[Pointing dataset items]
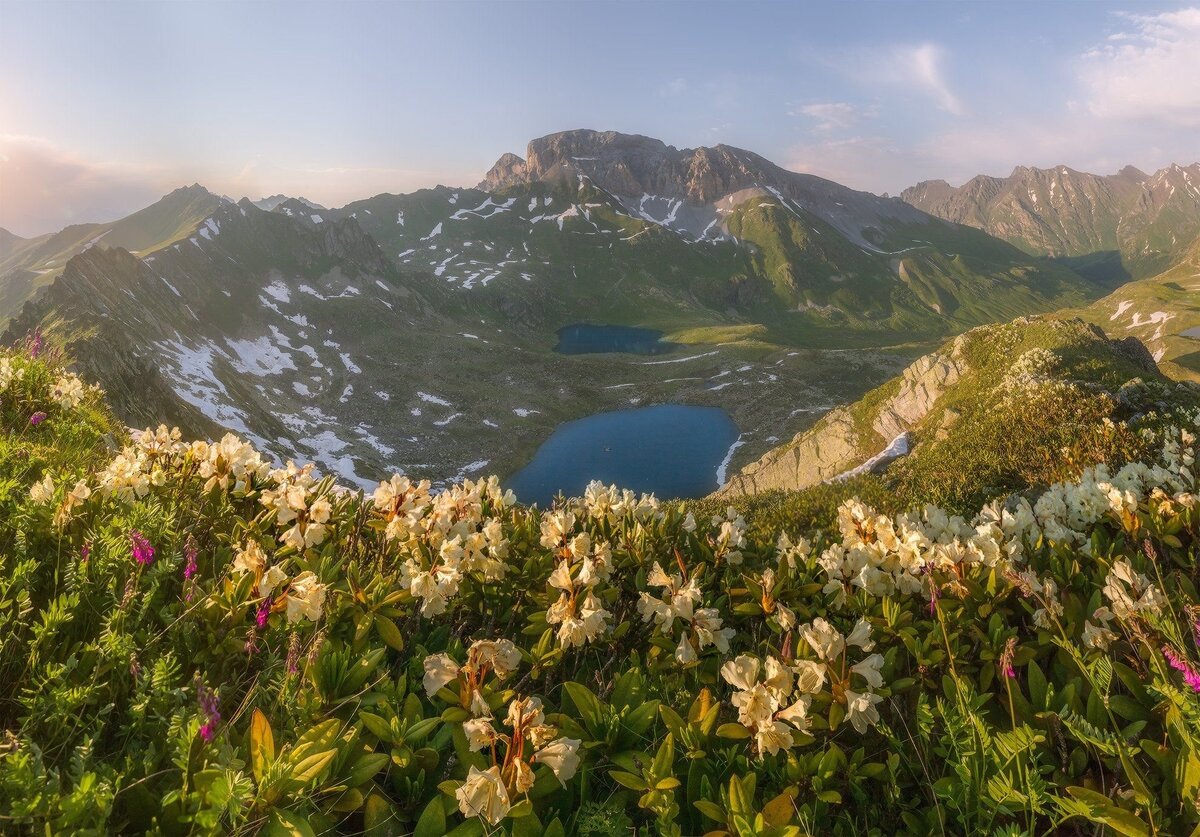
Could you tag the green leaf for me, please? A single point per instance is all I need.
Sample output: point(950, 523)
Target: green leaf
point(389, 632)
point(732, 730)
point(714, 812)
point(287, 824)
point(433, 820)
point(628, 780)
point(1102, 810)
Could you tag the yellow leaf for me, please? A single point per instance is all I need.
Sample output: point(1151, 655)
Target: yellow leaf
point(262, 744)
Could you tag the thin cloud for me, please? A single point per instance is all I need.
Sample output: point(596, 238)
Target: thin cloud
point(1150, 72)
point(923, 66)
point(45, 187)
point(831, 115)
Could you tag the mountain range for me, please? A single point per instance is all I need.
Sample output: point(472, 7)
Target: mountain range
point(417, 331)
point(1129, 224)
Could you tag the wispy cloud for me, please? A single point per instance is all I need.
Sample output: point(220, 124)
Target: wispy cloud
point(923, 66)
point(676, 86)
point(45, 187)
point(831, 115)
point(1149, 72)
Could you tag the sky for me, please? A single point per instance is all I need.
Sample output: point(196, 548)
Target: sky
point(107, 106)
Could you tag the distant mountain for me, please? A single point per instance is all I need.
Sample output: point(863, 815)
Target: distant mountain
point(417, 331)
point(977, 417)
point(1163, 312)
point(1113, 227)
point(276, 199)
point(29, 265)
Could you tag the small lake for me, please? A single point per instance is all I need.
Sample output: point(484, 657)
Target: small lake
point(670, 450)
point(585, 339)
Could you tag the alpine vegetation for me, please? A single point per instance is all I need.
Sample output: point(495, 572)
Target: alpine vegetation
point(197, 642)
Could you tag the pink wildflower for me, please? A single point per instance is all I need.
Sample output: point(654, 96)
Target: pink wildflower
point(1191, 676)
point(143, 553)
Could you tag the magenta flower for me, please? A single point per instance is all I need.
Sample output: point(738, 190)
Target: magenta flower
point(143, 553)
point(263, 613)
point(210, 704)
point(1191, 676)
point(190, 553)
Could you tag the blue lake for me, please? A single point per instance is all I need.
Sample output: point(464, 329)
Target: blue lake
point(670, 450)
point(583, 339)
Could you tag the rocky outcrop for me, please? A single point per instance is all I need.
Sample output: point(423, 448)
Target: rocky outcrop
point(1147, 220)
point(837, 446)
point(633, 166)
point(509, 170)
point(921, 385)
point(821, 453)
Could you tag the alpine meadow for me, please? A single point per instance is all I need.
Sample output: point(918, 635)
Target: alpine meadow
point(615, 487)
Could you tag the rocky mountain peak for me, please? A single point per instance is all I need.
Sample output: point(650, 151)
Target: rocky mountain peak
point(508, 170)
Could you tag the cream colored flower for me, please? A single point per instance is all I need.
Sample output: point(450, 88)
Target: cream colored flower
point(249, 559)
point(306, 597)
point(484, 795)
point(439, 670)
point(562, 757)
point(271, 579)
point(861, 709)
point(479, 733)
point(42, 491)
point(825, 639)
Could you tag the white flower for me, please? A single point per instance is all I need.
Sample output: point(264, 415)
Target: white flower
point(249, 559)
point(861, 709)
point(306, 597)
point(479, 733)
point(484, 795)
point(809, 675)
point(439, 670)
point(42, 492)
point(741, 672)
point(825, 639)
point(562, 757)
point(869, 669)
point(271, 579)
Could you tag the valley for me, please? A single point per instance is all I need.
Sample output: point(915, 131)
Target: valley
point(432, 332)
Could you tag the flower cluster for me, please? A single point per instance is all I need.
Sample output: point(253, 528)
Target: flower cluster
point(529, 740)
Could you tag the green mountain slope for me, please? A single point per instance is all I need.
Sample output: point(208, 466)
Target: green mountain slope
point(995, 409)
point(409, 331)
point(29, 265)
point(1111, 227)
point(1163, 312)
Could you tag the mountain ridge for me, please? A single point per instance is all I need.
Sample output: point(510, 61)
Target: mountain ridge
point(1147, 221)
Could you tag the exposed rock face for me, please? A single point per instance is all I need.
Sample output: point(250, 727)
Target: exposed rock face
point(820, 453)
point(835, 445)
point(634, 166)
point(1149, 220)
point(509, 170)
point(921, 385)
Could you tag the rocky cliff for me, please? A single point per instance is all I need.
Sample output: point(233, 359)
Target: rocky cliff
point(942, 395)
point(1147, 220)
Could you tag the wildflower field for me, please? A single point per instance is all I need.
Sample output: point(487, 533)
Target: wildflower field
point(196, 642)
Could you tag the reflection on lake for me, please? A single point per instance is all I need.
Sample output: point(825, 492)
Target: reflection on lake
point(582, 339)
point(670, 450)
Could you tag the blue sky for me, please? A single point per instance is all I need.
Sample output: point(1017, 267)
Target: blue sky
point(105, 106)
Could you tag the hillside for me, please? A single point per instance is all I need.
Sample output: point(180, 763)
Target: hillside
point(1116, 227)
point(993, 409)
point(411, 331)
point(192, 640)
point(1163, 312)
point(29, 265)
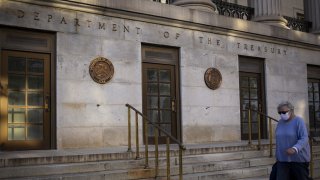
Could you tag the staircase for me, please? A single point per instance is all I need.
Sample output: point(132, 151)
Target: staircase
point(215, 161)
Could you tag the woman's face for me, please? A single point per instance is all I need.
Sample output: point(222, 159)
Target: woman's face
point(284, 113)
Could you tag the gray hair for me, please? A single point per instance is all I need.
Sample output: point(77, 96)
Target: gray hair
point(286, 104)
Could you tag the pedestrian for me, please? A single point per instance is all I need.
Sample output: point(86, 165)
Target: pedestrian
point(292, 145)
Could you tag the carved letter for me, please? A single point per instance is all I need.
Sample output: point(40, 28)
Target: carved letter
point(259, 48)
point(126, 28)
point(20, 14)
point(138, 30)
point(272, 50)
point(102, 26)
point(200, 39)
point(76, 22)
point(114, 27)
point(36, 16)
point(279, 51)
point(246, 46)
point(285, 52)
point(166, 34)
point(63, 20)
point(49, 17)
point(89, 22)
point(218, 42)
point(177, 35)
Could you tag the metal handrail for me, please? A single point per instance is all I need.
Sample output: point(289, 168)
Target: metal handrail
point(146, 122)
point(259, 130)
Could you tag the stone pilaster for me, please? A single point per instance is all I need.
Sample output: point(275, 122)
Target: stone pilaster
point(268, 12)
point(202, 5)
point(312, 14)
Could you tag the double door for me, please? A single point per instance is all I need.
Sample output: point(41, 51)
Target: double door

--- Set problem ---
Rewrite every line of the items above as a numbered list, skipping any blank lines. Leave the pictures out of your answer.

--- Task response ---
1. Could you tag the green leaf for me, please? A single point per instance is all I need.
2. Sample output: point(950, 523)
3. Target: green leaf
4. point(389, 632)
5. point(732, 730)
6. point(714, 812)
7. point(287, 824)
8. point(433, 820)
9. point(628, 780)
10. point(1102, 810)
11. Could you tag the yellow leaf for me, please? A single point per instance is all I need.
12. Sample output: point(1151, 655)
13. Target: yellow leaf
14. point(262, 744)
15. Could you tag the thin cloud for me, please? A single point per instance is all I need.
16. Sample output: point(596, 238)
17. Target: thin cloud
18. point(1150, 72)
19. point(923, 66)
20. point(45, 187)
21. point(831, 115)
22. Could you tag the mountain range for me, please? A single point per instance is all I need.
23. Sample output: point(472, 7)
24. Target: mountain range
25. point(417, 331)
26. point(1129, 224)
27. Could you tag the wispy cloud for me, please? A single point per instance is all I need.
28. Sample output: point(220, 124)
29. Target: wispy cloud
30. point(923, 66)
31. point(676, 86)
32. point(45, 187)
33. point(831, 115)
34. point(1149, 72)
35. Could you tag the sky for me, please? A single point per instance is all I need.
36. Sample output: point(196, 548)
37. Target: sky
38. point(107, 106)
39. Could you tag the distant mountain for me, please? A single point per instance is all I need.
40. Sample output: point(863, 815)
41. Target: distant mountain
42. point(417, 331)
43. point(977, 417)
44. point(1163, 312)
45. point(1113, 227)
46. point(276, 199)
47. point(29, 265)
48. Could you tag the small lake for me, please? A single point per instance is all I need.
49. Sample output: point(484, 657)
50. Target: small lake
51. point(670, 450)
52. point(585, 339)
53. Could you tag the alpine vegetation for me, please? A single point per instance is all I need.
54. Sample output: point(495, 572)
55. Target: alpine vegetation
56. point(197, 642)
57. Could you tag the pink wildflower for me, please? A single point per instance is all I need.
58. Sample output: point(654, 96)
59. Target: pink wildflower
60. point(1191, 676)
61. point(143, 553)
62. Could you tag the magenta flower for me, please? A single point per instance is all I need.
63. Sample output: point(738, 190)
64. Target: magenta flower
65. point(143, 553)
66. point(263, 613)
67. point(210, 704)
68. point(1191, 676)
69. point(190, 553)
70. Could you tag the blue lake for me, please? A single point per instance is all I need.
71. Sample output: point(464, 329)
72. Target: blue lake
73. point(670, 450)
74. point(583, 339)
75. Could you tag the rocky outcrop for me, please? A single point per instance is all I need.
76. Sample output: point(423, 448)
77. Target: rocky outcrop
78. point(1147, 220)
79. point(837, 446)
80. point(633, 166)
81. point(509, 170)
82. point(921, 385)
83. point(821, 453)
84. Could you tag the alpine meadow for me, please? A single point per instance is all I need.
85. Sample output: point(918, 635)
86. Target: alpine meadow
87. point(615, 487)
88. Could you tag the rocky mountain peak for me, please? A single point per instance is all I need.
89. Sample output: point(650, 151)
90. Target: rocky mountain peak
91. point(508, 170)
92. Could you tag the cream colored flower for me, please? A single point per instance is all I need.
93. Sample output: point(450, 88)
94. Target: cream colored flower
95. point(249, 559)
96. point(306, 597)
97. point(484, 795)
98. point(439, 670)
99. point(562, 757)
100. point(271, 579)
101. point(861, 709)
102. point(479, 733)
103. point(42, 491)
104. point(825, 639)
105. Could you tag the white flower for me, please? A single point per instance is all I need.
106. Sample output: point(264, 415)
107. Target: white flower
108. point(249, 559)
109. point(861, 709)
110. point(306, 597)
111. point(479, 733)
112. point(484, 795)
113. point(809, 675)
114. point(439, 670)
115. point(42, 492)
116. point(741, 672)
117. point(825, 639)
118. point(562, 757)
119. point(869, 669)
120. point(271, 579)
121. Could you tag the valley for me, please? A single point per instance is all I need.
122. Sample output: point(915, 131)
123. Target: valley
124. point(432, 332)
125. Could you tag the flower cluster for me, please? A single point per instance is all I need.
126. Sample output: point(253, 528)
127. Target: flower cluster
128. point(529, 740)
129. Could you tag the green mountain slope for me, please? A single point per instance is all I need.
130. Sample output: point(208, 466)
131. Target: green mountain slope
132. point(995, 409)
133. point(409, 331)
134. point(29, 265)
135. point(1111, 227)
136. point(1163, 312)
137. Could you tag the mountain ridge for me, please? A single point per instance is all I need.
138. Sample output: point(510, 61)
139. Target: mountain ridge
140. point(1147, 221)
141. Could you tag the exposed rock face for me, please? A single point per instance is all I need.
142. Sample output: point(250, 727)
143. Target: exposed rock face
144. point(820, 453)
145. point(835, 445)
146. point(634, 166)
147. point(1149, 220)
148. point(509, 170)
149. point(921, 385)
150. Could you tag the rocky cliff for me, please? A single point per instance is all I need.
151. Sample output: point(233, 359)
152. Target: rocky cliff
153. point(942, 395)
154. point(1147, 220)
155. Could you tag the wildflower field for me, please? A single point per instance is all I need.
156. Sample output: point(487, 533)
157. Target: wildflower field
158. point(196, 642)
159. Could you tag the reflection on lake for me, please? A single point per instance is all I need.
160. Sample output: point(825, 492)
161. Target: reflection on lake
162. point(582, 339)
163. point(670, 450)
164. Could you tag the blue sky for me, please? A single point per instance is all I need.
165. Sample output: point(1017, 267)
166. Target: blue sky
167. point(105, 106)
168. Could you tag the hillside for me, please? A single point per instance is all I need.
169. Sample output: point(180, 763)
170. Target: hillside
171. point(1116, 227)
172. point(993, 409)
173. point(411, 331)
174. point(192, 640)
175. point(1163, 312)
176. point(29, 265)
177. Could you tag the staircase for me, please? A single point per instance is all I need.
178. Sample output: point(132, 151)
179. Target: staircase
180. point(215, 161)
181. Could you tag the woman's face for me, please? A single point per instance is all I need.
182. Sample output: point(222, 159)
183. Target: woman's face
184. point(284, 113)
185. Could you tag the gray hair for me, please? A single point per instance is all I need.
186. Sample output: point(77, 96)
187. Target: gray hair
188. point(286, 104)
189. Could you tag the pedestrian for me, please? A single point per instance is all I need.
190. Sample output: point(86, 165)
191. Target: pedestrian
192. point(292, 145)
193. Could you tag the carved letter for me, please? A single point per instance is all I need.
194. Sample output: point(40, 28)
195. Target: carved letter
196. point(259, 48)
197. point(126, 28)
198. point(20, 14)
199. point(138, 30)
200. point(272, 50)
201. point(102, 26)
202. point(200, 39)
203. point(76, 22)
204. point(114, 27)
205. point(36, 16)
206. point(279, 51)
207. point(246, 46)
208. point(285, 52)
209. point(166, 34)
210. point(63, 20)
211. point(49, 17)
212. point(89, 22)
213. point(218, 42)
214. point(177, 35)
215. Could you tag the metal handrail for me, please? A single point per instance is all I need.
216. Sample output: point(289, 168)
217. Target: metal handrail
218. point(146, 122)
219. point(259, 130)
220. Could you tag the stone pilaster for me, please? A single point per instance is all I need.
221. Sample output: point(275, 122)
222. Target: stone pilaster
223. point(268, 12)
224. point(202, 5)
225. point(312, 14)
226. Could you tag the double door for me, please? A single point per instance is all I need.
227. Sample output: point(41, 51)
228. Target: double door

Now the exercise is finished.